# Tasks
1. Repeat the text on ion mobility spectrometry and lipidomics between "For the further" and "or subspecies identification.", inclusive.
2. Continue the text on ion mobility spectrometry and lipidomics from the point where it stops.

# Text segment
☆ ☆ ☆

Lately, ion mobility spectrometry (IMS) has gained a lot of attraction as a method of separating ions in the gas phase [2]. In IMS, ions are brought into interaction with an inert collision gas using static or modulated electric field gradient configurations to achieve ion separation and selection. An ion’s retention behavior in the IMS separator is determined by its average rotational collisional cross section (CCS), such that more compact ions tend to migrate faster toward the outlet of the IMS separator by exhibiting fewer collisions. Further, its behavior is influenced by the interaction of the ion with the superimposed electric field and effective waveform, which can either filter (FAIMS) ions with specific mobility, separate ions in an electric field gradient within a drift tube (DTIMS) or separate ions into ion packets by a traveling wave electric field within stacked ring ion guide (TWIMS).
For the further characterization of a given molecule in a targeted lipidomics workflow for the validation and quantification of lipids, specific precursor m/z values and select potential fragment m/z values (transitions in an inclusion list) are tracked using robust and comparably inexpensive triple-quad MS instruments in selective reaction monitoring (SRM) mode, which allows for the identification and quantitation of lipids on the class level. Orbitrap-type or time-of-flight (TOF) MS instruments with a higher mass resolution and the ability to perform a full-scan acquisition in parallel reaction monitoring (PRM) mode for selected precursors, measuring all fragment ions simultaneously, can be used for targeted lipidomics to achieve a deeper MS fragment coverage, allowing for species or subspecies identification.

☆ ☆ ☆

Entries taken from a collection
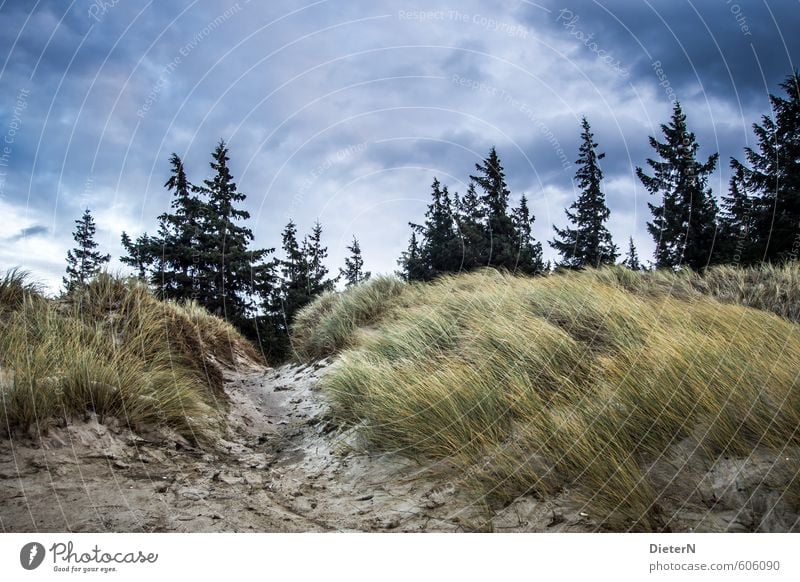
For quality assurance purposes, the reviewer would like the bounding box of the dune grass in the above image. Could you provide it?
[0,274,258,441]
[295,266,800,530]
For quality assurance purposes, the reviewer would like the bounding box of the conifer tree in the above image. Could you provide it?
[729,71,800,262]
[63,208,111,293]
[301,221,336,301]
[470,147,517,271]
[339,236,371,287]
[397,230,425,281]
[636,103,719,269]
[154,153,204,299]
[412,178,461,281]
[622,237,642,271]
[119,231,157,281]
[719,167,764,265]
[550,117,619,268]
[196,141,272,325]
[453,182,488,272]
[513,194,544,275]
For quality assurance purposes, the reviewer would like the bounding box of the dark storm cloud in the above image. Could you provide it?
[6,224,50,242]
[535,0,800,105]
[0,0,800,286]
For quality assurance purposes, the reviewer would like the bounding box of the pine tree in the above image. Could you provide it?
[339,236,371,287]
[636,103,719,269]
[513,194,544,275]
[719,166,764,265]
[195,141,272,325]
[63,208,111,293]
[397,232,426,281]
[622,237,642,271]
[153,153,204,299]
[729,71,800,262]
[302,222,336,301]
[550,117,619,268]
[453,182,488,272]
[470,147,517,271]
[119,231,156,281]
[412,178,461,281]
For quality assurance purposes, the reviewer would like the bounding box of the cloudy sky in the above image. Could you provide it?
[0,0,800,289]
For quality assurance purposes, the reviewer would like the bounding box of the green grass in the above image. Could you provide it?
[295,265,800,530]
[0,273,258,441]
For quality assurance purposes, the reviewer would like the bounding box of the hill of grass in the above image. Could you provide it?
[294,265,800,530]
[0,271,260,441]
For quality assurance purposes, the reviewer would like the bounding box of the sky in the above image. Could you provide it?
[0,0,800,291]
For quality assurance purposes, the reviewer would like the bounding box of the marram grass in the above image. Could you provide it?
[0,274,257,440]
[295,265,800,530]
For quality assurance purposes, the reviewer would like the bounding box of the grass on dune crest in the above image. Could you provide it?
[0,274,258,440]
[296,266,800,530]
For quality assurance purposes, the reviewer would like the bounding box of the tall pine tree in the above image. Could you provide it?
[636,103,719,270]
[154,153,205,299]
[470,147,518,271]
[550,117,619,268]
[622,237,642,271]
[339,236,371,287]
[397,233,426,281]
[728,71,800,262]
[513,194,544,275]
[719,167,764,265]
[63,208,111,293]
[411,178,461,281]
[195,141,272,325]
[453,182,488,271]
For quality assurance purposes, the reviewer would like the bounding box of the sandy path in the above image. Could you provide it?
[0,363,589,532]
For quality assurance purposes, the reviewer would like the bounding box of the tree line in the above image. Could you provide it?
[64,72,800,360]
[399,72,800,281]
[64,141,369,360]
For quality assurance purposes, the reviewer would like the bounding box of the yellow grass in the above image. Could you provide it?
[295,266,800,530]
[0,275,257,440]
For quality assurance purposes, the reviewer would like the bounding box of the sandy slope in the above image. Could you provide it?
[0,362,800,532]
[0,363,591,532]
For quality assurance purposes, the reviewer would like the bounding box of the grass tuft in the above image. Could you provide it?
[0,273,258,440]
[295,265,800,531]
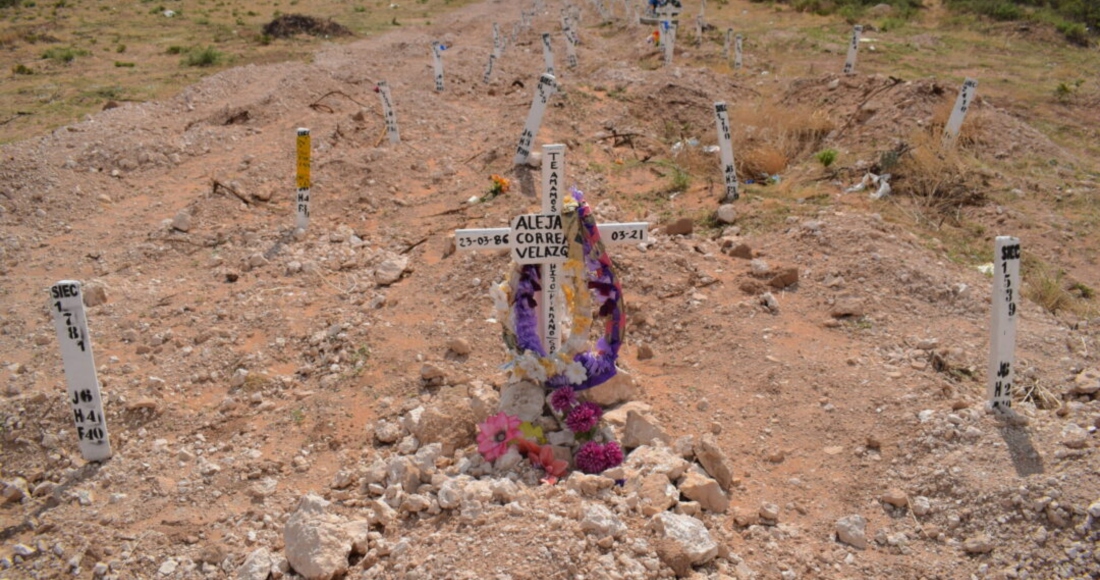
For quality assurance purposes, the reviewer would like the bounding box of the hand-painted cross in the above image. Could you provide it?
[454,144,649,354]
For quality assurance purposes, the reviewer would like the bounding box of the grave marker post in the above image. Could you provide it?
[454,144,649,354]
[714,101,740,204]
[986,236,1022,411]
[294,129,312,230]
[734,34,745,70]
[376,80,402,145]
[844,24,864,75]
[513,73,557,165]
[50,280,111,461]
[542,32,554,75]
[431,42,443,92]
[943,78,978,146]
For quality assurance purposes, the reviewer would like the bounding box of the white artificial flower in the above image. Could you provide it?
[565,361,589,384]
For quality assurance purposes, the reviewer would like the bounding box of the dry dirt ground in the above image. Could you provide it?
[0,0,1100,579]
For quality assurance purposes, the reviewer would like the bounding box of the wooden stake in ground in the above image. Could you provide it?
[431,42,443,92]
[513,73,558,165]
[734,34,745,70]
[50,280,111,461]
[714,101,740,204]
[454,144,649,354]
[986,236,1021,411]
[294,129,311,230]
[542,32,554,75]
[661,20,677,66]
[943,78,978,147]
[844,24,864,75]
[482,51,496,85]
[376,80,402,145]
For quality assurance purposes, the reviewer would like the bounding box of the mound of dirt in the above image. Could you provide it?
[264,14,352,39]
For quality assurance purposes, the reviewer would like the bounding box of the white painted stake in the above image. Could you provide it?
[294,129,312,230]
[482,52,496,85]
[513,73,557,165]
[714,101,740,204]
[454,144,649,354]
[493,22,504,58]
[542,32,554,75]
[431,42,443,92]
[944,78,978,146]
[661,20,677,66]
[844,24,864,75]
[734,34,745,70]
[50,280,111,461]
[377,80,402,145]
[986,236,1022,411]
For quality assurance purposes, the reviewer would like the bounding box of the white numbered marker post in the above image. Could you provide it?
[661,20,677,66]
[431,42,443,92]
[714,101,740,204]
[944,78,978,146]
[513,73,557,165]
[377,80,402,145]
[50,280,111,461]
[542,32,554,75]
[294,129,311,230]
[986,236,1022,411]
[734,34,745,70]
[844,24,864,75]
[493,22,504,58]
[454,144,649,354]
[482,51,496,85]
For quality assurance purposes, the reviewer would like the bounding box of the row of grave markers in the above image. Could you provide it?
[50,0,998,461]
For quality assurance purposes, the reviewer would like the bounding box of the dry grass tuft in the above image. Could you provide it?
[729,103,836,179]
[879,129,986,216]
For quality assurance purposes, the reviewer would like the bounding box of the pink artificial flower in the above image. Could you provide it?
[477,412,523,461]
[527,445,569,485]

☆ ☆ ☆

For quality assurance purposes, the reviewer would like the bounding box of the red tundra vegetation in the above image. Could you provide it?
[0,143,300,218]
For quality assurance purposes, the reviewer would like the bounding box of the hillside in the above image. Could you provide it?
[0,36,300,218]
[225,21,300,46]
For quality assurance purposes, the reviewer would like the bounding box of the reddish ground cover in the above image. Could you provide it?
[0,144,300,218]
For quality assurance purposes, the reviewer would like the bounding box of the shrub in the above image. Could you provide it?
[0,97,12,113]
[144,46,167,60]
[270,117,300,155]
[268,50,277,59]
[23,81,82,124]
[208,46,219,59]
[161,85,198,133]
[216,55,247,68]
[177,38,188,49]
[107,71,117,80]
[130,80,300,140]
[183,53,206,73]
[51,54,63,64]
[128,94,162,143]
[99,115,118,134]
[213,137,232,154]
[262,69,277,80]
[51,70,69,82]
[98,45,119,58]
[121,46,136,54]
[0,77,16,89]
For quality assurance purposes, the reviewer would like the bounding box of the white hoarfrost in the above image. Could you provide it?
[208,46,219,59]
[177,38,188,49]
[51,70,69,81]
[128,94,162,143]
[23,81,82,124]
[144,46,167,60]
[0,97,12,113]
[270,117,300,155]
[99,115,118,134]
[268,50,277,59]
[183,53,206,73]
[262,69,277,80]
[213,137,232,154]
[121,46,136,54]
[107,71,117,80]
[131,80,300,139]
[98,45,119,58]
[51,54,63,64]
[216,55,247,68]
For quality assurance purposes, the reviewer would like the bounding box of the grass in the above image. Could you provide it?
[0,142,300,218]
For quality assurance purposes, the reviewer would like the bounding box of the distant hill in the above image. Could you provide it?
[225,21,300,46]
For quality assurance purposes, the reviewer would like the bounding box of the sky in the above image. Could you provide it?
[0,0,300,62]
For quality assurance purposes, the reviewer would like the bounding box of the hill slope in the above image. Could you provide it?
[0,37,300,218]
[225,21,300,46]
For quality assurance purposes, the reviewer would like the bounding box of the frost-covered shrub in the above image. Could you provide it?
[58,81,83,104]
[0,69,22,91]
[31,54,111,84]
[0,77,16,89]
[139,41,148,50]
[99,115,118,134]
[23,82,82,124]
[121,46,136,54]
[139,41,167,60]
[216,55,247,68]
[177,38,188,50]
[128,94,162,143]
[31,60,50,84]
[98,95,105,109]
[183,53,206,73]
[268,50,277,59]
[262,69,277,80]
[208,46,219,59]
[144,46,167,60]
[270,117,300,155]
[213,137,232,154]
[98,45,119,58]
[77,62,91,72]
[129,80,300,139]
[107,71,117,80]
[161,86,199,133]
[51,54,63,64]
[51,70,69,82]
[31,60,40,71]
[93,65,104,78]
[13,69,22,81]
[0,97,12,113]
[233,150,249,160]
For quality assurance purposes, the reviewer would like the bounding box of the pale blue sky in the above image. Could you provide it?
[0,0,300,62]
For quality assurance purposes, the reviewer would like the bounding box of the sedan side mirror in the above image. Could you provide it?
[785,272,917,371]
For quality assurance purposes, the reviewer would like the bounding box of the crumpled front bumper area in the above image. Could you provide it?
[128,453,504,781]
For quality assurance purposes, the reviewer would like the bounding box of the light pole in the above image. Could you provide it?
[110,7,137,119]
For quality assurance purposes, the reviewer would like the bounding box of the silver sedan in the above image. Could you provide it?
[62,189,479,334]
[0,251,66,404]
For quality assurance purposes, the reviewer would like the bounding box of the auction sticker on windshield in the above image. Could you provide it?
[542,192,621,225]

☆ ☆ ☆

# Results for each task
1.
For the further characterization of a given molecule in a targeted lipidomics workflow for the validation and quantification of lipids, specific precursor m/z values and select potential fragment m/z values (transitions in an inclusion list) are tracked using robust and comparably inexpensive triple-quad MS instruments in selective reaction monitoring (SRM) mode, which allows for the identification and quantitation of lipids on the class level. Orbitrap-type or time-of-flight (TOF) MS instruments with a higher mass resolution and the ability to perform a full-scan acquisition in parallel reaction monitoring (PRM) mode for selected precursors, measuring all fragment ions simultaneously, can be used for targeted lipidomics to achieve a deeper MS fragment coverage, allowing for species or subspecies identification.

2.
In untargeted lipidomics workflows for discovery applications, no previous inclusion list is provided, thus requiring MS instruments that can operate in a data-dependent acquisition (DDA) or data-independent acquisition (DIA) mode to obtain a full-scan precursor and fragment mass spectra of either top-k m/z signals with the highest intensity or all ions contained in predefined m/z windows. Such experiments are often performed on instruments with high mass resolutions to further reduce ambiguities caused by isobaric lipids.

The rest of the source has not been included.